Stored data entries

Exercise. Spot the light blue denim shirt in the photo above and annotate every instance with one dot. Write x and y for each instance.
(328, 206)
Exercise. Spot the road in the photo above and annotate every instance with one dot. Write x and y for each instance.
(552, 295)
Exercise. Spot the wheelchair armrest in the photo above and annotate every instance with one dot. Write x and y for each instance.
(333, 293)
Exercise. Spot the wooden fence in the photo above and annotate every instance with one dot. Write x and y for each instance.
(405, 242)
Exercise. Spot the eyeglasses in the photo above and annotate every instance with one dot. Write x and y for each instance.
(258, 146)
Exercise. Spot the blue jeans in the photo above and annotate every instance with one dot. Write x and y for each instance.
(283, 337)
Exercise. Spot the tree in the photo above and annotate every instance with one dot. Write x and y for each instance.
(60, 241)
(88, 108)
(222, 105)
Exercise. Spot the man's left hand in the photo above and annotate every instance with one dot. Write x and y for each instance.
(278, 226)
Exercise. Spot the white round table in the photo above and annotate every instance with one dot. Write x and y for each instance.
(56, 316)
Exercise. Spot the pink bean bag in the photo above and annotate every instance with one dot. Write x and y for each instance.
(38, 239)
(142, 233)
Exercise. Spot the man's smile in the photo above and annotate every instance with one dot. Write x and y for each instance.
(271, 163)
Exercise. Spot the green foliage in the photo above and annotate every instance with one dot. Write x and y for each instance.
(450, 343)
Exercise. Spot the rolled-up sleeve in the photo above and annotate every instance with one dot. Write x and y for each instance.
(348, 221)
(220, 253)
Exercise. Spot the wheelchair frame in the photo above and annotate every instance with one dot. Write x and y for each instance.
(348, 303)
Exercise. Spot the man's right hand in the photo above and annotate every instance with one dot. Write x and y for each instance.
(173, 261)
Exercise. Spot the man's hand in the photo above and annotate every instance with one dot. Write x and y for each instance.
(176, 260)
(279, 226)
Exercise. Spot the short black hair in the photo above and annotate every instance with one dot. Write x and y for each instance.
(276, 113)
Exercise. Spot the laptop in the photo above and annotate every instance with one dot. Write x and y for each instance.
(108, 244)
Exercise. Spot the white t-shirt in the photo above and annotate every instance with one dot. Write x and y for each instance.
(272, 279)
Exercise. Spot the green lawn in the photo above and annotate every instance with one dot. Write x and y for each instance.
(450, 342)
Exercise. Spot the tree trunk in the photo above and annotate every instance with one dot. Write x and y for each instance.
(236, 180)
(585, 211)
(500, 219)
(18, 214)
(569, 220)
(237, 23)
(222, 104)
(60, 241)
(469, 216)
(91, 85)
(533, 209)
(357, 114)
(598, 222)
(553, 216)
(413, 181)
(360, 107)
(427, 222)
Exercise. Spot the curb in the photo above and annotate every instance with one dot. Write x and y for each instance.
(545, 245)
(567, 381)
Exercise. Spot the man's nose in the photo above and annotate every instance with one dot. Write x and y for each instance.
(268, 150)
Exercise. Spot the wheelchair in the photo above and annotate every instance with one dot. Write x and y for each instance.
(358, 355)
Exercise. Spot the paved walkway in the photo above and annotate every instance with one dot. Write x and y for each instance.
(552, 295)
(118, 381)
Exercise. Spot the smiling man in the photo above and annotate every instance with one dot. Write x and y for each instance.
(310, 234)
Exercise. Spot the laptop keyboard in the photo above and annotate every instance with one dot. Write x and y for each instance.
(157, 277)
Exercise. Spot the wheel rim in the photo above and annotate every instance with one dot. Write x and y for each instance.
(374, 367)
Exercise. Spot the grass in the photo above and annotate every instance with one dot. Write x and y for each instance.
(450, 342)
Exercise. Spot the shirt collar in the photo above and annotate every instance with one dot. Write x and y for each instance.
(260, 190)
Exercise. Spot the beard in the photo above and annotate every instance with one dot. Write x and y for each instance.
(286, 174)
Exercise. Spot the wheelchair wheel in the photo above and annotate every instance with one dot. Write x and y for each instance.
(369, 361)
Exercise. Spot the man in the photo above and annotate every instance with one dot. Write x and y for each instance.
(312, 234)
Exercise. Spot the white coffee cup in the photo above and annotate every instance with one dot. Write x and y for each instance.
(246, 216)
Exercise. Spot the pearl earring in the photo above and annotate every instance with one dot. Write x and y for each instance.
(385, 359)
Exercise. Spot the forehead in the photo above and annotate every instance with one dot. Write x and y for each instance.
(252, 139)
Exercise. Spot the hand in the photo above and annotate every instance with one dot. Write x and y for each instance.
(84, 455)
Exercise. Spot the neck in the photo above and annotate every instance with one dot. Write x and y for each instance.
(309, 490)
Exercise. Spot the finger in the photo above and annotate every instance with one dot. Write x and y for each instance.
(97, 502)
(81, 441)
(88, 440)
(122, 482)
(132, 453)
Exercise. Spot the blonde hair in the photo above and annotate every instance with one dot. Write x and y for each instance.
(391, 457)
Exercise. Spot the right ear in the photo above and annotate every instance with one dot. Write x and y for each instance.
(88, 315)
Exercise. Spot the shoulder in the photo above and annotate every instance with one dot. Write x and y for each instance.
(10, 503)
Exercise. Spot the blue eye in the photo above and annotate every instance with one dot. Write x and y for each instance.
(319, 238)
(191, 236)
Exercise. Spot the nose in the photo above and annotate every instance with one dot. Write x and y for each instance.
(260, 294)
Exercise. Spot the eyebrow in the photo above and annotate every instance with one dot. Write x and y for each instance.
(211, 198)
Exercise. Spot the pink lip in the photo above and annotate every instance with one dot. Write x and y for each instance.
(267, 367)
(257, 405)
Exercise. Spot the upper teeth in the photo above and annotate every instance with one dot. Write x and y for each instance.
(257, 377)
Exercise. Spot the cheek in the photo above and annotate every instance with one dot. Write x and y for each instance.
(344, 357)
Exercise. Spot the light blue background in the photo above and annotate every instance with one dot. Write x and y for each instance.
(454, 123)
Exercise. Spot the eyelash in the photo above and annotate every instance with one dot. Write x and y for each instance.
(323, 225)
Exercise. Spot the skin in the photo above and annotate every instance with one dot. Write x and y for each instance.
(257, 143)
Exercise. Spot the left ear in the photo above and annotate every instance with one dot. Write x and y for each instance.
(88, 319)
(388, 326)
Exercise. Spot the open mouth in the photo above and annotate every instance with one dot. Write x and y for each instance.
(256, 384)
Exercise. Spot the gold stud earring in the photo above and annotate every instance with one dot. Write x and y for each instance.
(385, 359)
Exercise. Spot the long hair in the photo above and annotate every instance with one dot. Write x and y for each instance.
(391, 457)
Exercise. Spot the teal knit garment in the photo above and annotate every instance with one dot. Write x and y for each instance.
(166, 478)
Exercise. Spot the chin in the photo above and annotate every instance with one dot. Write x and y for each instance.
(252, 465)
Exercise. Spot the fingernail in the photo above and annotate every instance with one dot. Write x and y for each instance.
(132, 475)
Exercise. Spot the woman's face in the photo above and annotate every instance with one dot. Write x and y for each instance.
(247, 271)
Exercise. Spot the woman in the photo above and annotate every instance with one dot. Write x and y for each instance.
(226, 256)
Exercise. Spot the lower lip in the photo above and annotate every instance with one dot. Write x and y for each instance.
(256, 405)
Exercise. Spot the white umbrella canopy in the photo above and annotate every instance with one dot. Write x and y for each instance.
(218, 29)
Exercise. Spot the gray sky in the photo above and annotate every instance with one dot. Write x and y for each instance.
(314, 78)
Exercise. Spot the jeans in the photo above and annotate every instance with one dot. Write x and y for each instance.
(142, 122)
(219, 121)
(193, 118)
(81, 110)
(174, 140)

**EXERCISE OBJECTIVE:** Extract each line of the material exactly as it stands.

**OUTPUT FOR THIS TASK:**
Exercise. Spot the light blue denim shirt in the photo above and annotate every instance with one dot. Write x and y for each instance.
(328, 206)
Exercise. Spot the road in the photo above and annotate every instance with one dot. Write x and y for each instance.
(552, 295)
Exercise. Spot the wheelchair armrest in the photo above and annotate every instance with one dot. Write x and y for each instance.
(333, 293)
Exercise. Spot the wooden fence in the photo above and annotate every instance with one dot. Write x and y for each instance.
(405, 242)
Exercise. Spot the eyeglasses in the photo above and annotate every instance with one dot. Write x and y for each instance.
(258, 146)
Exercise. Spot the blue jeans in the photo above and annotate every instance with one dot. Write x and y for each instance.
(283, 337)
Exercise. Spot the tree in the photo above and annotate every instance with one dot. Write x and y for each instance.
(60, 241)
(88, 108)
(222, 105)
Exercise. Spot the man's left hand in the photo above and annotate every instance with one dot. Write x and y for each instance.
(278, 226)
Exercise. Spot the white round table in the photo above and annotate every instance with one dot. Write x and y for each instance.
(56, 316)
Exercise. Spot the pink bean bag in the photo above and annotate every instance with one dot. Write x and y for each instance.
(38, 239)
(142, 233)
Exercise. Spot the man's smile in the photo above and annotate every instance with one dot. Write x and y for each instance.
(271, 163)
Exercise. Spot the green foliage in the photo above and annotate every instance with one dot. Write x and y for each instance.
(450, 343)
Exercise. Spot the rolled-up sleeve in the photo above and annotate every instance with one dot. Write x and y for each instance.
(348, 221)
(220, 253)
Exercise. Spot the wheelchair frame in the photo above and annotate every instance with one dot. Write x and y for each instance.
(348, 303)
Exercise. Spot the man's right hand in the photo above and annotate every instance with one dot. Write x and y for each instance.
(173, 261)
Exercise. Spot the man's hand in the photo above and annotate every instance with one dot. Write x and y for each instance.
(176, 260)
(279, 226)
Exercise. Spot the short black hair in the photo above and annotate every instance with one dot. Write x and y for each instance.
(276, 113)
Exercise. Spot the laptop in the photo above and annotate every instance with one dot. Write x and y for each instance.
(108, 244)
Exercise. Spot the white t-shirt in the photo above and annotate every instance with one dot. Write x and y for each instance.
(272, 279)
Exercise. Spot the green lawn in the photo above and annotate every instance with one dot. Write x and y for each instance.
(450, 342)
Exercise. Spot the tree trunk in the photo above and annotate every instance with one dot. Write x and y for each instance.
(236, 180)
(585, 211)
(500, 219)
(18, 214)
(569, 220)
(237, 23)
(222, 104)
(60, 241)
(469, 216)
(91, 85)
(533, 209)
(357, 114)
(598, 222)
(553, 216)
(413, 181)
(360, 107)
(427, 222)
Exercise. Spot the curb in the photo above and annotate every instance with one dot. Write x and y for each instance.
(545, 245)
(567, 381)
Exercise. Spot the man's nose in the photo above and annotate every instance with one dot. Write x and y for each instance.
(268, 150)
Exercise. Spot the wheelchair in the photo above and annotate every instance with one dot. Write x and y for each instance.
(358, 355)
Exercise. Spot the paved walkway in the photo above and annotate every instance with one dot. Write x and y for each instance.
(552, 295)
(118, 381)
Exercise. Spot the smiling man in the photo above and annotate every instance with one dot. Write x and y for each instance.
(310, 234)
Exercise. Spot the laptop keyboard in the photo above and annotate every instance with one dot. Write x and y for each instance.
(157, 277)
Exercise. Spot the wheel rim in the photo above and annotate every instance with one dot. Write x and y for each instance.
(374, 367)
Exercise. Spot the grass in the photo above and annotate every instance with one dot. Write x and y for each instance.
(450, 342)
Exercise. Spot the shirt collar in the photo above and annotate every instance with one dot. Write x and y for each instance.
(260, 190)
Exercise. Spot the beard in the photo above and annotate every instance with one dot. Write x and y for each instance.
(286, 174)
Exercise. Spot the wheelchair wheel in the photo above and annotate every instance with one dot. Write x and y for each instance.
(369, 361)
Exercise. Spot the man in the photo above and annotate every instance with one dot. Write x and y for each instance.
(312, 234)
Exercise. Spot the white coffee cup in the photo above and annotate every instance with one dot. Write x and y for each instance.
(246, 216)
Exercise. Spot the pearl earring in the photo above and annotate every instance with one dot. Write x and y for each instance.
(385, 359)
Exercise. Spot the forehead in the photo above and annotate every instance with one dot. Write x and y for each instance.
(252, 139)
Exercise. Spot the hand in the photo above and annotate every instance with one dot. Write x and y for each instance.
(84, 455)
Exercise. Spot the neck in the photo above and annotate every instance with one dot. Write x and y for each instance.
(309, 490)
Exercise. Spot the finger in the photo above and annotate every instance with one dot. Write x and y for each instance.
(97, 502)
(81, 441)
(88, 440)
(122, 482)
(132, 453)
Exercise. Spot the blonde hair in the photo above and annotate every instance with one dot. Write x and y for each instance.
(391, 457)
Exercise. Spot the right ear in the photo above and annotate every instance with one dot. Write x and y for each instance.
(88, 315)
Exercise. Spot the shoulder in the photo above and annotate every instance with one dot. Write x and y for each instance.
(10, 503)
Exercise. Spot the blue eye in the photo above and annotate every instance with one dot. Write x and y for each instance.
(319, 238)
(191, 236)
Exercise. Spot the nose in the photo above and annotate every instance with one dot. Write x and y for each instance.
(260, 294)
Exercise. Spot the eyebrow in the photo above and annotate every instance with one dot. Write x and y for each instance.
(211, 198)
Exercise. Spot the pink lip in the photo above and annotate every instance with one dot. Write x and y for each instance.
(267, 367)
(257, 405)
Exercise. Spot the upper teeth in the photo above and annotate every instance with one dot. Write x and y for each instance.
(257, 377)
Exercise. Spot the cheek in the photo above and annotate every instance with one dot. Write x and y for each instance.
(344, 357)
Exercise. Spot the light blue background in the photo above and annotate every instance with one dot. Write x and y for each instance.
(454, 123)
Exercise. Spot the eyelash in the photo above and annotate every instance with one dot. Write x and y for each instance.
(323, 225)
Exercise. Spot the skin in the photo above and annotate every instance with one dot. Write x and y for each instance.
(257, 143)
Exercise. Spot the left ear in the photo above and annotate every instance with one dot. Write x and y for each instance.
(88, 319)
(388, 326)
Exercise. Spot the open mouth in the photo above and annotate every instance with one dot. Write x and y for each instance.
(256, 384)
Exercise. Spot the gold stud earring in the photo above and annotate every instance with one dot. Write x and y for each instance.
(385, 359)
Exercise. Spot the long hair in the photo above and annotate every instance with one dot. Write x and y for each instance.
(391, 457)
Exercise. Spot the teal knit garment in the photo above and annotate every instance with one dot. Write x and y for each instance.
(166, 478)
Exercise. Spot the chin in the photo above and annotate every instance with one dot. Write x and y for each instance.
(252, 465)
Exercise. Spot the fingernail in the photo above and annotate every instance with one dot. Write x and y for each instance.
(132, 475)
Exercise. Spot the woman's face in the photo above and annotate every instance with one dot. Write x and y for each instance.
(247, 271)
Exercise. Spot the woman in the photo above and annotate every instance with one dot. Write x and y for each instance.
(226, 256)
Exercise. Spot the lower lip in the photo above and annotate every instance with one dot. Write x and y for each instance.
(256, 405)
Exercise. Spot the white umbrella canopy in the photo above and annotate every instance with one dot. Write x and y for each instance.
(218, 29)
Exercise. Spot the gray sky in the photo above and annotate every instance with one dot. Write x and y for each instance.
(314, 78)
Exercise. Spot the jeans in the photo above and annotate every instance with one dot. Write x and y for each instance.
(142, 122)
(219, 121)
(193, 118)
(81, 110)
(174, 140)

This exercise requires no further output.